THE PROBLEM
Collect each line in the records below that contains the word "chair" and copy it unchanged. Matching is case-sensitive.

## Begin

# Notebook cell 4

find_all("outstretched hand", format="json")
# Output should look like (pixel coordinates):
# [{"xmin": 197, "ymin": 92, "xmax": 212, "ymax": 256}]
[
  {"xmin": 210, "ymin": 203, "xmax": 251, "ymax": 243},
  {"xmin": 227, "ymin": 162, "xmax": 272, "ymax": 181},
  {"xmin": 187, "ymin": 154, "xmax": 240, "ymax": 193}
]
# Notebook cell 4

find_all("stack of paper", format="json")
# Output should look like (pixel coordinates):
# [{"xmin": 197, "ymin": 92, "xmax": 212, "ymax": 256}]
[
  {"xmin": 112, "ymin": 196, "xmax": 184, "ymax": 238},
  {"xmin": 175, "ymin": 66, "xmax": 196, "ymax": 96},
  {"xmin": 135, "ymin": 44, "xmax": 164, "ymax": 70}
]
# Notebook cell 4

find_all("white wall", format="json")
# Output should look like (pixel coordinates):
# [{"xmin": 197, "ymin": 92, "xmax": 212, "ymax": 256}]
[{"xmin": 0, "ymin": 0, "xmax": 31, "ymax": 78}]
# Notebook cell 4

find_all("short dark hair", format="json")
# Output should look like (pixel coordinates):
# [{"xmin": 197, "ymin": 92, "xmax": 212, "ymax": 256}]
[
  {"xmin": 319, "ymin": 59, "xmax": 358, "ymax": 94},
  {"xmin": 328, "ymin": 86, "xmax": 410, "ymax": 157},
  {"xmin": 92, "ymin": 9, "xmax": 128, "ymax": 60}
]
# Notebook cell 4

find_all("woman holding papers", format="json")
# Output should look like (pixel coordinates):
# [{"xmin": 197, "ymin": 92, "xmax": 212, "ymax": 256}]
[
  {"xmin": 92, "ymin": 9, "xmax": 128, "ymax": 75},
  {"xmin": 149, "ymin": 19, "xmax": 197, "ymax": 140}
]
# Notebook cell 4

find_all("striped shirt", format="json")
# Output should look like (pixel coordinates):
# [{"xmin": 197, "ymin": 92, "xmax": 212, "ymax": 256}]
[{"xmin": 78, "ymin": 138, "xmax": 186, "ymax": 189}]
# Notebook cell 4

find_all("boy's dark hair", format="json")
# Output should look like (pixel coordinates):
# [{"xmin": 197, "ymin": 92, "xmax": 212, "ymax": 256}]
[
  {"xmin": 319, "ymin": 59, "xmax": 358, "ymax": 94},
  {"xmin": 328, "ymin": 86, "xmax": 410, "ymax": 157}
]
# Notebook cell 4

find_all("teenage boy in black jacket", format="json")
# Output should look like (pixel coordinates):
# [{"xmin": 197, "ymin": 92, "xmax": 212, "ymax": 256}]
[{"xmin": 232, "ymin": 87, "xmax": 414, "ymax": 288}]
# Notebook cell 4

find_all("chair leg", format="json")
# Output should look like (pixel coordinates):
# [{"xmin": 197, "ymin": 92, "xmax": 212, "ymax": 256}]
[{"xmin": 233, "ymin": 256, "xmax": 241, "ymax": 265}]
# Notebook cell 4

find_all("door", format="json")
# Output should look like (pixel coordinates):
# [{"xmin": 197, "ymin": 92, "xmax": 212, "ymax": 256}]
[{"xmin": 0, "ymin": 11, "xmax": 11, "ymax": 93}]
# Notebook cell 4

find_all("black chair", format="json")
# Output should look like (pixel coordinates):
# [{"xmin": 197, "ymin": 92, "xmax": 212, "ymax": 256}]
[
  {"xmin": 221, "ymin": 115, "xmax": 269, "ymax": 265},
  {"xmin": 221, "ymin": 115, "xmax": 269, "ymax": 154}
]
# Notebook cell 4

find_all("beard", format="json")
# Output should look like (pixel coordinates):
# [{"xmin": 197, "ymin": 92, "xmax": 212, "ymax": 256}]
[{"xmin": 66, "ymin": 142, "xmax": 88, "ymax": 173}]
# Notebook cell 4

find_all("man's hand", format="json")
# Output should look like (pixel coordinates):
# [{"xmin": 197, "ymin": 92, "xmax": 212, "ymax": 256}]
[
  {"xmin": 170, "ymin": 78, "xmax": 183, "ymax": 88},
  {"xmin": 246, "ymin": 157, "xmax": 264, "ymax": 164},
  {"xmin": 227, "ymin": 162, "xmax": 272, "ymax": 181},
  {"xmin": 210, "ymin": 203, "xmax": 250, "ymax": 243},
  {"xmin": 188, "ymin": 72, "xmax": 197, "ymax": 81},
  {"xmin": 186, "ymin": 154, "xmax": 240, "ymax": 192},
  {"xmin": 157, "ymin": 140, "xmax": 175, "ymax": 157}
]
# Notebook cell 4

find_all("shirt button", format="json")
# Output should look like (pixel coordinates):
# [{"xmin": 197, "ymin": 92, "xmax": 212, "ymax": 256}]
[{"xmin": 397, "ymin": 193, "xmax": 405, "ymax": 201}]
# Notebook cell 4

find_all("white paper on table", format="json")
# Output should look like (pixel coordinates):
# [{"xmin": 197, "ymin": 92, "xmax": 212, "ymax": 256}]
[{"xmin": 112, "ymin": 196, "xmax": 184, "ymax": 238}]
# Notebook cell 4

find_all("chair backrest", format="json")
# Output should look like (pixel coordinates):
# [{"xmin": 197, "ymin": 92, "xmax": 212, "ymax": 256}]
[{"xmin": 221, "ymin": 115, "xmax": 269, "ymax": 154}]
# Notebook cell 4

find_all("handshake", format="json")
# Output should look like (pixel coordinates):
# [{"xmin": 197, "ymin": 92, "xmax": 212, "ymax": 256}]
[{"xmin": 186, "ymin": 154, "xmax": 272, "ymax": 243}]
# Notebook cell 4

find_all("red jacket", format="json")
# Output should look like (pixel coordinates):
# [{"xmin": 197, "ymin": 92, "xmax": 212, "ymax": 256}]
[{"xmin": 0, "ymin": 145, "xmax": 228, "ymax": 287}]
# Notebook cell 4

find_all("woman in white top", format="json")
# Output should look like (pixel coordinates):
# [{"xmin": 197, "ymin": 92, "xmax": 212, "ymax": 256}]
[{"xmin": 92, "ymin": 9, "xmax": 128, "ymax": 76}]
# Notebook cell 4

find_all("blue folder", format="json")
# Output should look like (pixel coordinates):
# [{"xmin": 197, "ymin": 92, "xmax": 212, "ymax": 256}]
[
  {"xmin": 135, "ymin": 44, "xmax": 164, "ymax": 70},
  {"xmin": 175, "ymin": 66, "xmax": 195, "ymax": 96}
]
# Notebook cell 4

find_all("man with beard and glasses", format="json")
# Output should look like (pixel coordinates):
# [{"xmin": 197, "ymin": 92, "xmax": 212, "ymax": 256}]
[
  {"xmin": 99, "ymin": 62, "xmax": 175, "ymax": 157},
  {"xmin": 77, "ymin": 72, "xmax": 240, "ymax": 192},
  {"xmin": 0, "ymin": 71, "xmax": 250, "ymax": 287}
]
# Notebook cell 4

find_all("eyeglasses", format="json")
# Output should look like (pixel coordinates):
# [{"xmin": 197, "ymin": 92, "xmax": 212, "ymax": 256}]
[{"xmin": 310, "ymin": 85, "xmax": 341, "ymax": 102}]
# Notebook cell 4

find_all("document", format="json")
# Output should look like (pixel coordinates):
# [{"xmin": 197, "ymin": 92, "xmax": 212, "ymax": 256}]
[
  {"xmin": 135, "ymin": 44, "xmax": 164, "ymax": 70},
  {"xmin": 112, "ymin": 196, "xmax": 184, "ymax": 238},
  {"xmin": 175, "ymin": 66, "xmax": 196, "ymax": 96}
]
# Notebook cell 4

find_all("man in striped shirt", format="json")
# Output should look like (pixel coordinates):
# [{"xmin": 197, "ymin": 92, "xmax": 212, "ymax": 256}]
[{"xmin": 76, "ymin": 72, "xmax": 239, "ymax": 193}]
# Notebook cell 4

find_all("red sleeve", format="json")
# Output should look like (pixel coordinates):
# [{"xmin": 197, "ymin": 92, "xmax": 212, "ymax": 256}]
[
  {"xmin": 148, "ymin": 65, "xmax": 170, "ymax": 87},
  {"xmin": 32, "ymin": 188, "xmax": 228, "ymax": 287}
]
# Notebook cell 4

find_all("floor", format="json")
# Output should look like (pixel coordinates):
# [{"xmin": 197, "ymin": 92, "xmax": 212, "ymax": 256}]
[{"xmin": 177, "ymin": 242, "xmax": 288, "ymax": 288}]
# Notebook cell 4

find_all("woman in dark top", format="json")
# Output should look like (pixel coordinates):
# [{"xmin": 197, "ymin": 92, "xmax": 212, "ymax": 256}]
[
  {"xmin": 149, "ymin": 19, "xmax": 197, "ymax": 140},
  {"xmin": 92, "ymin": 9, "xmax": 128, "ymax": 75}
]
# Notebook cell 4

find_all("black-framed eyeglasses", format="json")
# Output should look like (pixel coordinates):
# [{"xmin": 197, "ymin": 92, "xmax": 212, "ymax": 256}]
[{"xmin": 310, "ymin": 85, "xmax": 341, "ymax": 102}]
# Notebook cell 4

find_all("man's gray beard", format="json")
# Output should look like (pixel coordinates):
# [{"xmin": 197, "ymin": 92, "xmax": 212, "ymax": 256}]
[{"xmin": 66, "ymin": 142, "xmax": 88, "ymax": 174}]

## End

EXERCISE OUTPUT
find_all("chair leg", format="json")
find_all("black chair", format="json")
find_all("chair backrest", format="json")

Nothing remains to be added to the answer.